* _WORK INSTRUCTION 1_: Check each statement against the prostate drug article and say yes or no, quoting the exact words of the article that decide it. (a) In the first study, 22 of the 34 men treated so far saw their PSA levels drop at least 50 percent after two months. (b) The second study looked at 40 men. (c) Abiraterone blocks male hormone production only in the testes.
* _WORK INSTRUCTION 2_: According to the prostate drug article, which enzyme does abiraterone inhibit?
* _WORK INSTRUCTION 3_: Rewrite the prostate drug article, starting with "New Drug Promising" and going on through "or surgical castration.", and switch "relief" to "help".

* _DOCUMENT SEGMENT_:
● ● ● ●

New Drug Promising for Hard-to-Treat Prostate Cancer
(Ivanhoe Newswire) -- There is new hope for patients with prostate cancer that is hard to treat. A new drug may bring relief for men whose tumors continue to grow despite medical or surgical castration.
Two new studies from London reveal the drug called abiraterone reduced levels of prostate specific antigen (PSA) -- a marker for cancer activity. It also shrank tumors in patients whose hormone therapy had stopped working and in those previously treated with chemotherapy.
Male hormones such as testosterone are mainly produced in the testes, but they are also produced in other parts of the body. Because the hormones can stimulate prostate cancer cells to grow, the first treatment option for all men with prostate cancer that has spread is chemical suppressants or surgery to stop the production from the testes. But that does not stop the rest of the body from producing male hormones. Abiraterone inhibits an enzyme called CYP450c17, which is critical to the production of male hormones, not only in the testes but elsewhere in the body.
In both studies, men took 1,000 milligrams of abiraterone a day. The first study treated men who had not had chemotherapy before. Of the 34 men treated so far, 22 have had their PSA levels drop at least 50-percent after two months. Some also had their tumors shrink.
The second study looked at 28 men whose cancer was growing despite chemotherapy treatment. Ten of them had their PSA levels go down more than 50 percent and stay down at least three months without bad reactions to the drug.
The authors say the results are significant overall. A Phase III study of the drug is expected to get underway next year.

● ● ● ●

* _RECORDED DATA_:
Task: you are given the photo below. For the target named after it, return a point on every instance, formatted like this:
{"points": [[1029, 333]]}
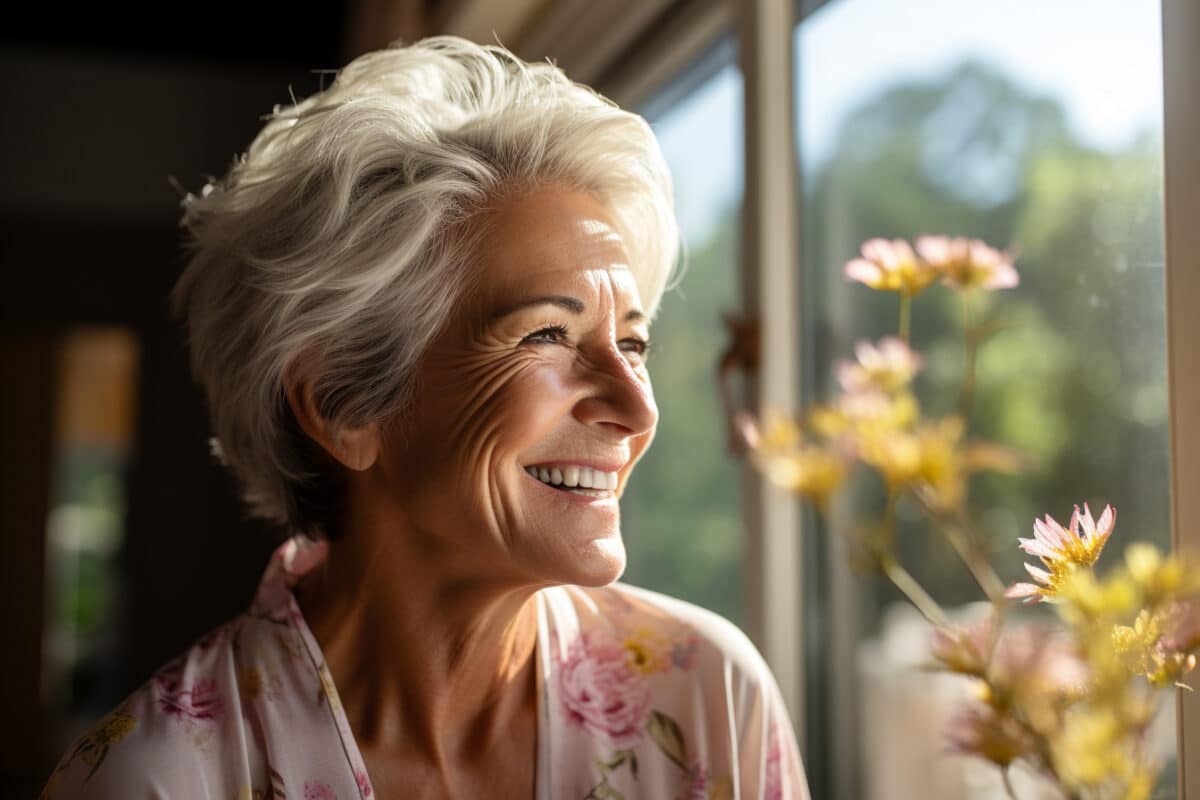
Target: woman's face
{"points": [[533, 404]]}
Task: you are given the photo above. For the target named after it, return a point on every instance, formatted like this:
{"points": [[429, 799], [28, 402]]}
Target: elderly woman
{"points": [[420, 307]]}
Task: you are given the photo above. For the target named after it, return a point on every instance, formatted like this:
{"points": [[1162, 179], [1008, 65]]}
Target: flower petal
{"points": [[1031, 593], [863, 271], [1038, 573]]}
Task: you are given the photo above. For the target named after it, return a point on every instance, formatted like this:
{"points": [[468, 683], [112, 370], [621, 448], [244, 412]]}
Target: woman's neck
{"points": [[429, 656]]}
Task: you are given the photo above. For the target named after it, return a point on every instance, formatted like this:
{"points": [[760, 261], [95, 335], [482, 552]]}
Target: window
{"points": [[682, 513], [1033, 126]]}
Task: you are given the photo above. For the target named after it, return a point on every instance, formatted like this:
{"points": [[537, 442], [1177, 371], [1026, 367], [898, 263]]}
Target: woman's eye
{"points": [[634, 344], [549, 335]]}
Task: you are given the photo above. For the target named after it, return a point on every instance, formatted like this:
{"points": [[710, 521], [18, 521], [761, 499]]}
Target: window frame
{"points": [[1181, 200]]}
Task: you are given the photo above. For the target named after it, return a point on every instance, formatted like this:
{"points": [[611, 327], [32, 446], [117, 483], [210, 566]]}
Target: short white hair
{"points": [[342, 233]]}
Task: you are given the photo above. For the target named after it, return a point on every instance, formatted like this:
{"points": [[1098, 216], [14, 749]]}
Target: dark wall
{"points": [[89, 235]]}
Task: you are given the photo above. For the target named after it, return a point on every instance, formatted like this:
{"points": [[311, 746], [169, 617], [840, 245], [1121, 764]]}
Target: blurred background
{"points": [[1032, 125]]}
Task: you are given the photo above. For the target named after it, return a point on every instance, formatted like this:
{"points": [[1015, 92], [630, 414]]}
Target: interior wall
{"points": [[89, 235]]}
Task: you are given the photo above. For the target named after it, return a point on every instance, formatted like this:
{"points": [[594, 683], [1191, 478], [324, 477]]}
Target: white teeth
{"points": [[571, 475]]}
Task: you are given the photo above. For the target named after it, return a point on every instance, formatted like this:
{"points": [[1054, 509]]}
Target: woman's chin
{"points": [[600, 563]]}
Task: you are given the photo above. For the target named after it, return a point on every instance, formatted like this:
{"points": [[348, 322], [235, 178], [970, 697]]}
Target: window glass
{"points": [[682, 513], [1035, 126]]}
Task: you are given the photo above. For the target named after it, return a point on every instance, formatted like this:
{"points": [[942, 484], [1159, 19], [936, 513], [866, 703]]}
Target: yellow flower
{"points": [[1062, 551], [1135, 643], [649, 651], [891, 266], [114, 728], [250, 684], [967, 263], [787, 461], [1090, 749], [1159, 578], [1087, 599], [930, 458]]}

● ● ● ●

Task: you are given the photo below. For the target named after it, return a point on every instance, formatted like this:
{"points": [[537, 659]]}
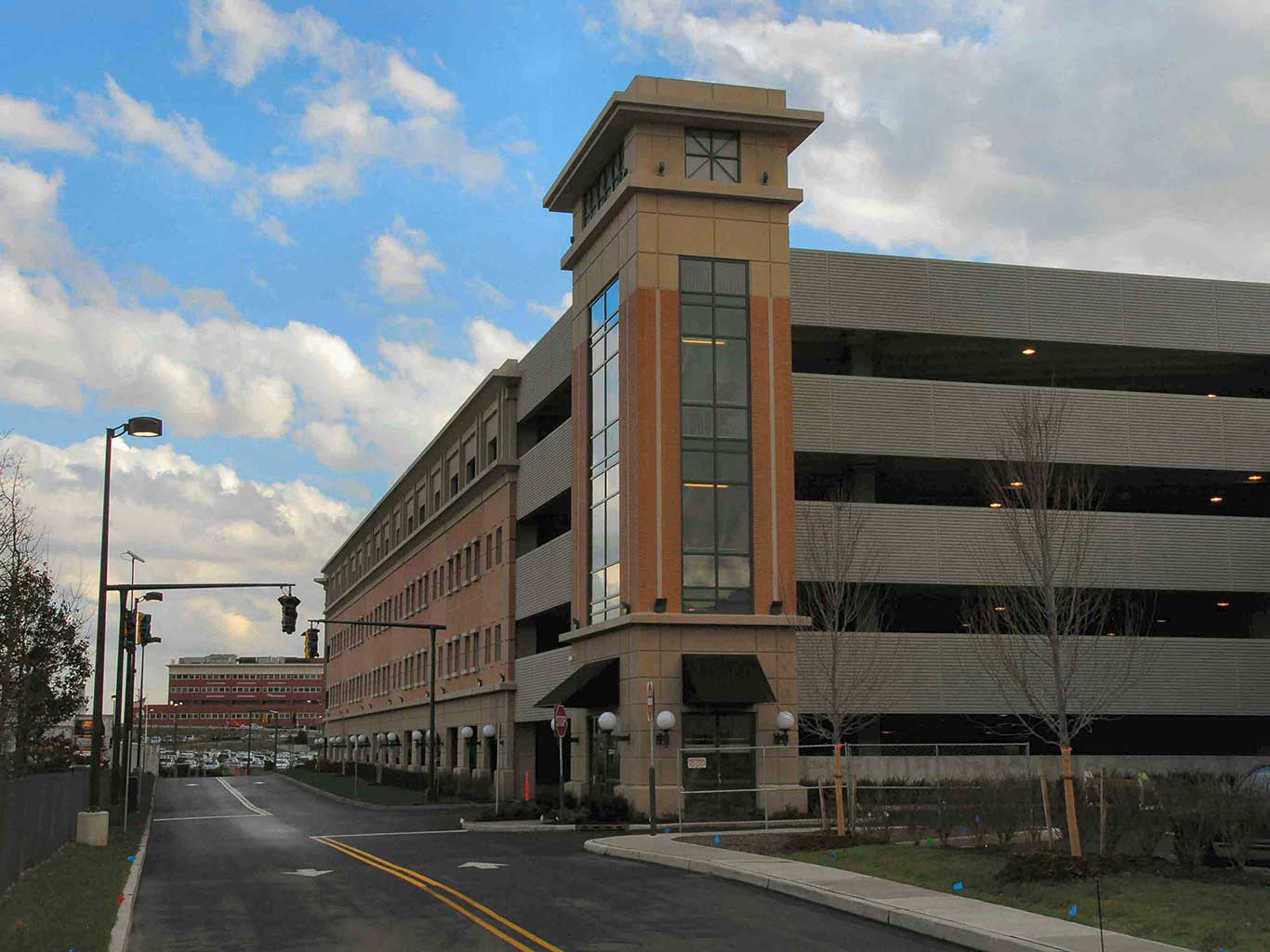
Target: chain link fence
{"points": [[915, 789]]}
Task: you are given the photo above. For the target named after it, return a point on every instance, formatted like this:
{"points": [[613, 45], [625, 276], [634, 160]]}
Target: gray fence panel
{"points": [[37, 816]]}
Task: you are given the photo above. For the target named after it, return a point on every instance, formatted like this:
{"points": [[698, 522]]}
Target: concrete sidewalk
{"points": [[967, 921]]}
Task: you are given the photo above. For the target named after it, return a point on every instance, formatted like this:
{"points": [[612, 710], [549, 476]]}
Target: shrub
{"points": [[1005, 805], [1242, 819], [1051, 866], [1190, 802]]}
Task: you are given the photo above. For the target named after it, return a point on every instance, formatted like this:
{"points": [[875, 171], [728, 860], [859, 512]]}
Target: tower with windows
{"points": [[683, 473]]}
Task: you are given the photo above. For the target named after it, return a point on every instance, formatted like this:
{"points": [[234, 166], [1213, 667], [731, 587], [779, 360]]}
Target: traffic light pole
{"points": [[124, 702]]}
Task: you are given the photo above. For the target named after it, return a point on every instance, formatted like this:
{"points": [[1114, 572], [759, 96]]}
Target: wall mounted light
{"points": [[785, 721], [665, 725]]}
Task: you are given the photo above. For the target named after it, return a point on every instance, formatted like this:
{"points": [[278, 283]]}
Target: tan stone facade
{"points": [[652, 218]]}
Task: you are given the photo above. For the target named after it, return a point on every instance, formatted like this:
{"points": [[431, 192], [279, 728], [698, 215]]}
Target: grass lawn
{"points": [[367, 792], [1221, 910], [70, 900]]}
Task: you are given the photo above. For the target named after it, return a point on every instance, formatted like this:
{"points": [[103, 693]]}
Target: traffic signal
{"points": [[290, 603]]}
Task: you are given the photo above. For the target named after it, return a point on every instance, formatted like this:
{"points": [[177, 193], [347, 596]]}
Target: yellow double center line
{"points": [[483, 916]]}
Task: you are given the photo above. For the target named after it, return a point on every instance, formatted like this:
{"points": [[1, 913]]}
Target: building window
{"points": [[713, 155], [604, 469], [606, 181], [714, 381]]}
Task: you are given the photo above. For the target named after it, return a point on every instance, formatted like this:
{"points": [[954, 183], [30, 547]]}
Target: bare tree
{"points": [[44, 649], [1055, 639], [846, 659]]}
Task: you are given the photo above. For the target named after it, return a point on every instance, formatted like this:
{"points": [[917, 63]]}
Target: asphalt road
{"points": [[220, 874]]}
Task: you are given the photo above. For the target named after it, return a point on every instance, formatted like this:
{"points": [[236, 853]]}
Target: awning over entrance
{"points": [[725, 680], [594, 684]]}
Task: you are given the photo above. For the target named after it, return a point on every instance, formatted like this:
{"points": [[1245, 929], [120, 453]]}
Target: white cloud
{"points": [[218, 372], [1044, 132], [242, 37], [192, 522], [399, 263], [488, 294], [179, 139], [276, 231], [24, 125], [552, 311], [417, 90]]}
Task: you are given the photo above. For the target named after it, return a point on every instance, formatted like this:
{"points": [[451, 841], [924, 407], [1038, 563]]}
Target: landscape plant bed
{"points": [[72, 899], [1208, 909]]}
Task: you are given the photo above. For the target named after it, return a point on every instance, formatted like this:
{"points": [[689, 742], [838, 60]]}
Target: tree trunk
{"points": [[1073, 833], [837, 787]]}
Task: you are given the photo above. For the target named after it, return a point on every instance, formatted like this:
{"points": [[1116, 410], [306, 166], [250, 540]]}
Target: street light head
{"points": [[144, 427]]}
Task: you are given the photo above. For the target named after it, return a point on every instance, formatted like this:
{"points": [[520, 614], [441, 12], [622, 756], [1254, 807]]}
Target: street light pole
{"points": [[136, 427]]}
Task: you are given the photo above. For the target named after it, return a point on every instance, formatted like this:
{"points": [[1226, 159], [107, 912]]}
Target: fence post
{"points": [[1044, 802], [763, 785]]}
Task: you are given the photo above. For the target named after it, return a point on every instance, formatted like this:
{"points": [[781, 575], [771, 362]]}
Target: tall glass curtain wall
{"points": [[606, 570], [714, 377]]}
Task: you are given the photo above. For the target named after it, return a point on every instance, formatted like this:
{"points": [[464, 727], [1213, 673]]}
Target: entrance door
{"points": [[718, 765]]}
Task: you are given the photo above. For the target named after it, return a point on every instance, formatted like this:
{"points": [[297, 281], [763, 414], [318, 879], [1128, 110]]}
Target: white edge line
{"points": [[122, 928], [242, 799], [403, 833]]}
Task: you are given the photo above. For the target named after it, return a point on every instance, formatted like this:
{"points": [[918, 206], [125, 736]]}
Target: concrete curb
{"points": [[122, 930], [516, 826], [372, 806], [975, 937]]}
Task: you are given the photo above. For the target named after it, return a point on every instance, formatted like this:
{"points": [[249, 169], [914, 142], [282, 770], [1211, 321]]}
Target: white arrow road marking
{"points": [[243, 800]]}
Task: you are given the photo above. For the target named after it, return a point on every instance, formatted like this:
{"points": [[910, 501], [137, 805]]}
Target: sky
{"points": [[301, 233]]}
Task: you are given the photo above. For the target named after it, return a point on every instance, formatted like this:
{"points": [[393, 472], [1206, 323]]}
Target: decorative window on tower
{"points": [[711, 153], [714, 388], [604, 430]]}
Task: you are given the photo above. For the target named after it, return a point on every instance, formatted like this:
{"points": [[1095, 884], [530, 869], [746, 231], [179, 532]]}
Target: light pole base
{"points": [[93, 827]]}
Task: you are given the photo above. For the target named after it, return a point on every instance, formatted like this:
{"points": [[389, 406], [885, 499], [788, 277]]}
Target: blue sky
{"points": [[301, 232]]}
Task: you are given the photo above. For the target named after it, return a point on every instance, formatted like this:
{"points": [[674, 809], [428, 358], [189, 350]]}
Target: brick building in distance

● ● ● ●

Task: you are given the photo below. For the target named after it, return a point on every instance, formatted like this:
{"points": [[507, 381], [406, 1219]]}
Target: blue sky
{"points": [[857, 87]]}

● ● ● ●

* _WRITTEN RESPONSE 1_:
(a) Yes: "Of the 34 men treated so far, 22 have had their PSA levels drop at least 50-percent after two months."
(b) No: "The second study looked at 28 men whose cancer was growing despite chemotherapy treatment."
(c) No: "not only in the testes but elsewhere in the body."

* _WRITTEN RESPONSE 2_: Abiraterone inhibits an enzyme called CYP450c17.

* _WRITTEN RESPONSE 3_:
New Drug Promising for Hard-to-Treat Prostate Cancer
(Ivanhoe Newswire) -- There is new hope for patients with prostate cancer that is hard to treat. A new drug may bring help for men whose tumors continue to grow despite medical or surgical castration.